Your instructions » Extract every line below, verbatim.
|---|
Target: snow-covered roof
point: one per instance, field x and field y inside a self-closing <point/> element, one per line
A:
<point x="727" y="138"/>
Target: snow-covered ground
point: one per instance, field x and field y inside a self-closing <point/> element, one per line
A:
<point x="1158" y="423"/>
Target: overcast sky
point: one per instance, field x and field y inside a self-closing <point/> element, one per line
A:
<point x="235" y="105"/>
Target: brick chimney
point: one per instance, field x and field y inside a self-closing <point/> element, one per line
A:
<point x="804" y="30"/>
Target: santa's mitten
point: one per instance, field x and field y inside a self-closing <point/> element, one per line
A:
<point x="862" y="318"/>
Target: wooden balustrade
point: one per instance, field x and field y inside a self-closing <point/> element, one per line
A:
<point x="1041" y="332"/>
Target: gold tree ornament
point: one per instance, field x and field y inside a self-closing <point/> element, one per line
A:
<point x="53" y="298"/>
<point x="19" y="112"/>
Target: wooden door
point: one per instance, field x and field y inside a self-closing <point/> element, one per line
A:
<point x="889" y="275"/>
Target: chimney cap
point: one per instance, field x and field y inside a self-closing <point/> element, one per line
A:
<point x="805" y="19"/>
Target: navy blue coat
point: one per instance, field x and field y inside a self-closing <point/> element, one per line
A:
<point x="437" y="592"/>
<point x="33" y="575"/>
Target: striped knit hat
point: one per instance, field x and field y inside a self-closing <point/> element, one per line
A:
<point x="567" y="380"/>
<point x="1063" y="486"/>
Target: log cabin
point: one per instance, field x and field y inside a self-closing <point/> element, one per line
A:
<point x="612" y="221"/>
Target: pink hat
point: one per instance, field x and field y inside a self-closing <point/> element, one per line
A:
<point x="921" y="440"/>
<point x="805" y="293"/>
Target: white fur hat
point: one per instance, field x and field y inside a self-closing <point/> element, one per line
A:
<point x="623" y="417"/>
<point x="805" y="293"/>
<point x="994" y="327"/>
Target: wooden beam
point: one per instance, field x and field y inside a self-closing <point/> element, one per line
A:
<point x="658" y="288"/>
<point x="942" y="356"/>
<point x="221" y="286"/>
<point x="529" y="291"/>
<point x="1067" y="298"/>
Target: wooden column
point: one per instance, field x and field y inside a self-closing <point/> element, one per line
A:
|---|
Solution to this task »
Target: snow-covered roof
point: one per instance, field x and field y inside a self-closing <point/> element, one per line
A:
<point x="727" y="138"/>
Target: snow-covered ground
point: one per instance, field x and field y inside a self-closing <point/> element, one per line
A:
<point x="1158" y="423"/>
Target: overcast sky
point: one per instance, field x and field y inside a self-closing <point/> element, one per line
A:
<point x="235" y="105"/>
Target: brick chimney
point: one per instance, field x and field y inside a self-closing <point/> element, one per line
A:
<point x="804" y="30"/>
Target: santa's mitten
point: one per instance, field x and field y inside a self-closing <point/> element, one per line
A:
<point x="862" y="318"/>
Target: wooden balustrade
point: one per instance, field x and field y inside a self-closing <point/> element, one per line
A:
<point x="1041" y="332"/>
Target: gold tree ornament
point: one per instance, field x and field y inside a self-closing <point/> element, one per line
A:
<point x="53" y="298"/>
<point x="19" y="112"/>
Target: wooden door
point: one per instance, field x and field y inside a self-closing <point/> element, one per line
A:
<point x="889" y="275"/>
Target: chimney cap
point: one per instance, field x and field y inside a self-closing <point/> element, one per line
A:
<point x="805" y="19"/>
Target: navy blue coat
point: one per instance, field x and field y inside a self-closing <point/> element, one per line
A:
<point x="437" y="592"/>
<point x="33" y="575"/>
Target: striped knit hat
point: one per instance, field x and field y inside a self-closing <point/> element, one per line
A:
<point x="567" y="380"/>
<point x="1063" y="486"/>
Target: log cabin
point: one per instance, field x and field y inside a self-closing <point/> element, one per line
A:
<point x="612" y="221"/>
Target: pink hat
point: one per instance, field x and field y inside a self-closing <point/> element, one per line
A:
<point x="921" y="440"/>
<point x="805" y="293"/>
Target: white fur hat
point: one per instance, field x and field y inside a self-closing <point/> element, one per line
A:
<point x="623" y="417"/>
<point x="805" y="293"/>
<point x="994" y="327"/>
Target: wooden beam
point: one per instance, field x and field y inside a self-closing <point/> element, one per line
A:
<point x="658" y="288"/>
<point x="942" y="356"/>
<point x="221" y="286"/>
<point x="529" y="291"/>
<point x="1067" y="298"/>
Target: wooden column
point: one per instance, field x and field y inside a self-closing <point/> element, one per line
A:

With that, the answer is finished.